"""
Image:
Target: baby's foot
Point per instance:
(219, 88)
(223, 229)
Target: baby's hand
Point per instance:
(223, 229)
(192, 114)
"""
■ WORK TO BE COMPLETED: Repeat all the entries above without altering anything.

■ RESPONSE FOR THIS EXERCISE:
Image:
Target: baby's foot
Point per instance:
(219, 88)
(223, 229)
Target: baby's hand
Point per instance:
(223, 229)
(192, 114)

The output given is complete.